TASK DIRECTIONS: Add 76 to every x and y coordinate in the answer points, then write out all the lines again, starting at the line that contains "Guideline: for every instance of the brushed" and running through the end of the rows. Keep every other line and every other number unchanged.

Saved entries:
┌──
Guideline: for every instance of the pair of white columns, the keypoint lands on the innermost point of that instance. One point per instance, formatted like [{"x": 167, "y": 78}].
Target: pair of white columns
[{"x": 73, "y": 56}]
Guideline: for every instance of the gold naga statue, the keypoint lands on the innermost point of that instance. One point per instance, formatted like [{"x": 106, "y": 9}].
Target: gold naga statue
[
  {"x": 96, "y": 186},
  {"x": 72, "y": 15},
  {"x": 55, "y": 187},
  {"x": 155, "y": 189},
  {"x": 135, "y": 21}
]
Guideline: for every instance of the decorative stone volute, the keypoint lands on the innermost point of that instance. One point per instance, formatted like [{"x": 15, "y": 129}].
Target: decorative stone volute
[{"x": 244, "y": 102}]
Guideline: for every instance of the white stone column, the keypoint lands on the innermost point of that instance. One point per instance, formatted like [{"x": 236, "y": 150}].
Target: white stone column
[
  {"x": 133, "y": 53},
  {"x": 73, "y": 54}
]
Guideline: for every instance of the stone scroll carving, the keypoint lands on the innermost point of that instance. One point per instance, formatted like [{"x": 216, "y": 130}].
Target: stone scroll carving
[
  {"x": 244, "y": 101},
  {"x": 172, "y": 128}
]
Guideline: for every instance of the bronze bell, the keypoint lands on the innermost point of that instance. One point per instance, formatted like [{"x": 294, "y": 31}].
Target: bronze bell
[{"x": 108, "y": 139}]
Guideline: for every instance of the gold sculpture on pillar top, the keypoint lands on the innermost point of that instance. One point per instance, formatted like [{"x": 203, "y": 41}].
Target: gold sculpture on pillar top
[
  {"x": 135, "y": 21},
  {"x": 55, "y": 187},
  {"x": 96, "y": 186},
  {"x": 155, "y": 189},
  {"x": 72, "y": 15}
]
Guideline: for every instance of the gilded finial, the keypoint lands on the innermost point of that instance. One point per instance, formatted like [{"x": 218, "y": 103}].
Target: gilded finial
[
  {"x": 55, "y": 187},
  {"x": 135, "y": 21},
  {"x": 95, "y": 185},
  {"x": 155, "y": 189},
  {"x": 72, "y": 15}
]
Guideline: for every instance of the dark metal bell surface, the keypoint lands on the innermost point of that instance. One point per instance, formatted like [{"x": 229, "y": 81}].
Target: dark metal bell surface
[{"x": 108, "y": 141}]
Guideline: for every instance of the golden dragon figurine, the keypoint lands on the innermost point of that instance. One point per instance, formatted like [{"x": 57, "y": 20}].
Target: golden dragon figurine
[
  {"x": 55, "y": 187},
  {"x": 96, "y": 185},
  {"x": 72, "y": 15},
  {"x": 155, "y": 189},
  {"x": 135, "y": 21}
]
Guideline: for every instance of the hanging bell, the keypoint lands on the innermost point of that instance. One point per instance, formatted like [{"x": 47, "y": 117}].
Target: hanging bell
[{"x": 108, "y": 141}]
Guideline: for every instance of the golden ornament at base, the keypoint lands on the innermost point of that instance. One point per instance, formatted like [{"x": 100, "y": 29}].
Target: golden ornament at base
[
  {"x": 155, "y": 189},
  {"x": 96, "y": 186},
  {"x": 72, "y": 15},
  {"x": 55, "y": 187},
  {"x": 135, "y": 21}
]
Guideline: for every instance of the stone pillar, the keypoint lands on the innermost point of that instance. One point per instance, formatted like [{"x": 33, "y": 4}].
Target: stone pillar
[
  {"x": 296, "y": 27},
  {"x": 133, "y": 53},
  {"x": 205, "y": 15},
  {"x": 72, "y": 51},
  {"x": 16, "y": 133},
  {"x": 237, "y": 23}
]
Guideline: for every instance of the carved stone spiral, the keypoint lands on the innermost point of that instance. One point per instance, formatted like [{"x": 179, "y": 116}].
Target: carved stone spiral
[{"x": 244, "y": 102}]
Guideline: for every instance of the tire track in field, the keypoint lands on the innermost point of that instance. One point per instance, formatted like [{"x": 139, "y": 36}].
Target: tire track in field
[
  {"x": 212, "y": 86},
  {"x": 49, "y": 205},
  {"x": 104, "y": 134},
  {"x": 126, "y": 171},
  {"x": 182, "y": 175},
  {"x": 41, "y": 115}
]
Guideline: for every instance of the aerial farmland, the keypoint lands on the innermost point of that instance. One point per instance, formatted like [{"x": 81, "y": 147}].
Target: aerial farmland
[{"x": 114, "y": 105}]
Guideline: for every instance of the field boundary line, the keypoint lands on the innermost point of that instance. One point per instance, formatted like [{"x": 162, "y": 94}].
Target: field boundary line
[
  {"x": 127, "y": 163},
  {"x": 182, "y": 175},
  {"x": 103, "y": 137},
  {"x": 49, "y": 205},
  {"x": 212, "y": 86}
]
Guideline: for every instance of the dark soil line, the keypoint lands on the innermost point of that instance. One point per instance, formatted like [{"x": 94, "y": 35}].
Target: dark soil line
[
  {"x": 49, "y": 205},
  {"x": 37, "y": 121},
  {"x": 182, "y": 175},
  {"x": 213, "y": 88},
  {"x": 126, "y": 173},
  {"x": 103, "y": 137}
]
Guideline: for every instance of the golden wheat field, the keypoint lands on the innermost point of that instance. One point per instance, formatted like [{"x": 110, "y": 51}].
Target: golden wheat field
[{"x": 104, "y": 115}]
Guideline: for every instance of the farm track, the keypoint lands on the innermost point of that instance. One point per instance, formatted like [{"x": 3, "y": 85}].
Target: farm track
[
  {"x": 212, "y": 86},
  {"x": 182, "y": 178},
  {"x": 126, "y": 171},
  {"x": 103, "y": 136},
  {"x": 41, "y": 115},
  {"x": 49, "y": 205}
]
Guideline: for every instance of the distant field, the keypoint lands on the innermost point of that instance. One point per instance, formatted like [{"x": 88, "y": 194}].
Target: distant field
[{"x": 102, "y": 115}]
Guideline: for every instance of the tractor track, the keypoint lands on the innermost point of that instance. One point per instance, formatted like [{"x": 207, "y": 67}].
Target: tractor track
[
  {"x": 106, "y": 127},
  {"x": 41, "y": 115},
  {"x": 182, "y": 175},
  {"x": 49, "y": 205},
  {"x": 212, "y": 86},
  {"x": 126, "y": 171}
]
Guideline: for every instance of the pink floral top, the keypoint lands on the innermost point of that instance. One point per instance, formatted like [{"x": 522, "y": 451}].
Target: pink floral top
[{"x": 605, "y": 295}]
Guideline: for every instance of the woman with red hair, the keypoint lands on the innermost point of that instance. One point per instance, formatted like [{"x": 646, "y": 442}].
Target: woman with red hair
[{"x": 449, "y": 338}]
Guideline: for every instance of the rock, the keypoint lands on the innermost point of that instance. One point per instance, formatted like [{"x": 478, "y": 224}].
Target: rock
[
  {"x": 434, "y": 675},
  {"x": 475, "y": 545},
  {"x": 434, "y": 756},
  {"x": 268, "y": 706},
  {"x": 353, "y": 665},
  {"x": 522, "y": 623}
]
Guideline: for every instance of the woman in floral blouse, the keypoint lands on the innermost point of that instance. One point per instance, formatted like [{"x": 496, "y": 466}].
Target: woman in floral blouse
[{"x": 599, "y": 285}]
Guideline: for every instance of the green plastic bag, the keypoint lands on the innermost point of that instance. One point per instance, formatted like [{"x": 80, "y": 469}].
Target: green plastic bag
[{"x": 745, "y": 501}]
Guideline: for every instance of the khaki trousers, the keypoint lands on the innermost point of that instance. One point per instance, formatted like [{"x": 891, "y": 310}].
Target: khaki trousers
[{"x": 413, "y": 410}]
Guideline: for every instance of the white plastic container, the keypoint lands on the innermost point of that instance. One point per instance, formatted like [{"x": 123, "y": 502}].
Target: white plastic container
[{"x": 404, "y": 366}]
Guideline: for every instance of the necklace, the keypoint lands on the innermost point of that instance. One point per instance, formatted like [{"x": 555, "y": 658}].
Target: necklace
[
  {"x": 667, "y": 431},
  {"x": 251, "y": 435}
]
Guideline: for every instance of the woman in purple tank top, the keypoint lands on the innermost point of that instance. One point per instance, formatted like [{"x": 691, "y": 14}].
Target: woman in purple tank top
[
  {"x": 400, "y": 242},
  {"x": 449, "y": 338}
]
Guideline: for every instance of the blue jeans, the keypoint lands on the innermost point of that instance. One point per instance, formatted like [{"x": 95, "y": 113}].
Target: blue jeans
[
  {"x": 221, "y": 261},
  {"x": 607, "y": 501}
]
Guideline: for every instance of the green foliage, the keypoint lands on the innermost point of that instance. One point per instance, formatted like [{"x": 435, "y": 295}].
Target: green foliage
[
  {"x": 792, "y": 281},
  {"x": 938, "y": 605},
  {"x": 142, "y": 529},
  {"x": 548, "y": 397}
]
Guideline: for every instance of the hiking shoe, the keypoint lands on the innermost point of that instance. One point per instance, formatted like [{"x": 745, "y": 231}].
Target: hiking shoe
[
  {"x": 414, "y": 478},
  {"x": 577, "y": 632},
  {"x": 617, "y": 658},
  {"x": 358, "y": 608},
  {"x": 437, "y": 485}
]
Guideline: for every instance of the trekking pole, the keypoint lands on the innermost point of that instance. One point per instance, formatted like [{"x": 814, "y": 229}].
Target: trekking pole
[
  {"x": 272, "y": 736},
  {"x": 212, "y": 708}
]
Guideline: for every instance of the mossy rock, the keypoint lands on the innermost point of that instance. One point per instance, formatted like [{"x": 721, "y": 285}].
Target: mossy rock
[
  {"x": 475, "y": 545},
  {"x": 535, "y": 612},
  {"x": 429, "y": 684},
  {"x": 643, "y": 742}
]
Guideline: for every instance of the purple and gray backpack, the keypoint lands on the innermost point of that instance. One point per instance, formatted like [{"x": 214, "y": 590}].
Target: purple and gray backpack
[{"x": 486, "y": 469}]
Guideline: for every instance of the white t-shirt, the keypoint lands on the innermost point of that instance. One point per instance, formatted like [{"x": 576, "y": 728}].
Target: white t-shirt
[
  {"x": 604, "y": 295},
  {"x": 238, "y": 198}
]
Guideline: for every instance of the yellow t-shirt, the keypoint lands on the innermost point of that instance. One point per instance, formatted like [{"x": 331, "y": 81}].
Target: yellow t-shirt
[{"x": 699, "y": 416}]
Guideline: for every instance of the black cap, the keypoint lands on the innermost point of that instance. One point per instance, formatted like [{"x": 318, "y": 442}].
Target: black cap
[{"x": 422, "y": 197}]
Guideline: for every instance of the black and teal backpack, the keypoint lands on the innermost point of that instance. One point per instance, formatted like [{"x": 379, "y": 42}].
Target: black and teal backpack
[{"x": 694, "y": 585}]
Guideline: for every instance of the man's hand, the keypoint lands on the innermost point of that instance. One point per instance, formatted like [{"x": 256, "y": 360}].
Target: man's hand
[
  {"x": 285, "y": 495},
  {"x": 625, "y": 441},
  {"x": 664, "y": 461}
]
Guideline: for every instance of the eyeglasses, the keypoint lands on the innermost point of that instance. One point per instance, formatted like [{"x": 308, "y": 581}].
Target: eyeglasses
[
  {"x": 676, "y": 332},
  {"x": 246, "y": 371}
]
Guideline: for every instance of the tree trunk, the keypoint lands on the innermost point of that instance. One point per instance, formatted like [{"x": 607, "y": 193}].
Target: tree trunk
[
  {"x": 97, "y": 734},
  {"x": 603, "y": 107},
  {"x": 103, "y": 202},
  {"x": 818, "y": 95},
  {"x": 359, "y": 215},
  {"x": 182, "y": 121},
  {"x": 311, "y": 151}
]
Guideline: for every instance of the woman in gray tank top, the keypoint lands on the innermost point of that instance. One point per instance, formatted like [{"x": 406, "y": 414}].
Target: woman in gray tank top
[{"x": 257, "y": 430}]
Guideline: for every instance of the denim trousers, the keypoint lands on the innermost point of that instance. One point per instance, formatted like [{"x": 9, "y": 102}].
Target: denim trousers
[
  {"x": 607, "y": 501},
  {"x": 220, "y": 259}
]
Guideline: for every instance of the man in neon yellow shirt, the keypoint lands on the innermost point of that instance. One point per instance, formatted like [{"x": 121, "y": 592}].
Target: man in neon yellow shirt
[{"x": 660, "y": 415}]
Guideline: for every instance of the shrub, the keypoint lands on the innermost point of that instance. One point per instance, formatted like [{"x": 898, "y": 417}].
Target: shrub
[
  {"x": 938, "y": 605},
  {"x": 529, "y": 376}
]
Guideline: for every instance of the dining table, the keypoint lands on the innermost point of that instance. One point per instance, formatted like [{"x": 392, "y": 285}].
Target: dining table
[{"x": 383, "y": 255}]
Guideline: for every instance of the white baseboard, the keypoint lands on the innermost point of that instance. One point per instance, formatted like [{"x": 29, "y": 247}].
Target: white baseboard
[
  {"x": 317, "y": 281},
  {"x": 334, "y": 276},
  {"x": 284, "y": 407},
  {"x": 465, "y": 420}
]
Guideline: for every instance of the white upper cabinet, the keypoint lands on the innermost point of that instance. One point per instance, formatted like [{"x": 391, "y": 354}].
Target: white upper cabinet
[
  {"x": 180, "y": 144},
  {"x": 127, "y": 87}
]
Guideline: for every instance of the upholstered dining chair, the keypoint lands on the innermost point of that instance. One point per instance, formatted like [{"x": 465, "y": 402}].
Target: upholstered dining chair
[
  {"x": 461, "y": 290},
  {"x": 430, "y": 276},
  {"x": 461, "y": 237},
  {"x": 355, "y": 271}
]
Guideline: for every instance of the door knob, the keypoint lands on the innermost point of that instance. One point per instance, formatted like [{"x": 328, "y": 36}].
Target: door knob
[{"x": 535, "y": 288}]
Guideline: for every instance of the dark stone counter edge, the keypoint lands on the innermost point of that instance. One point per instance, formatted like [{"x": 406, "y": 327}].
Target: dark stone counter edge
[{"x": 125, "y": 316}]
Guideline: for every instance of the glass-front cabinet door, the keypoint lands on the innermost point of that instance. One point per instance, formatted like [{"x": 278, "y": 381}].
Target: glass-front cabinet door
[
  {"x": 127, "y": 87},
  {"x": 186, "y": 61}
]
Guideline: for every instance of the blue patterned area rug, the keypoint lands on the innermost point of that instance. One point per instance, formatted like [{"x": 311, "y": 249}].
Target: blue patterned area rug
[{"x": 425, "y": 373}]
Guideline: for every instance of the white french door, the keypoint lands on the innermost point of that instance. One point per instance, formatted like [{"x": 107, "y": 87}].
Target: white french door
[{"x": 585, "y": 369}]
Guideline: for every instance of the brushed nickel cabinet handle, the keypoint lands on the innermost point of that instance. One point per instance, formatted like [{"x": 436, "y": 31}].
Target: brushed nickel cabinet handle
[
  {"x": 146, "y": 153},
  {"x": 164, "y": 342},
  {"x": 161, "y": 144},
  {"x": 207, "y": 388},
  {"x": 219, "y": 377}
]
└──
RESPONSE TO THE TASK:
Guideline: for every instance of the brushed nickel cabinet handle, the keypoint lands on the innermost point of that instance. One point per instance, formatted like [{"x": 436, "y": 31}].
Target: brushed nickel cabinet handle
[
  {"x": 222, "y": 229},
  {"x": 240, "y": 418},
  {"x": 237, "y": 220},
  {"x": 283, "y": 464},
  {"x": 295, "y": 453}
]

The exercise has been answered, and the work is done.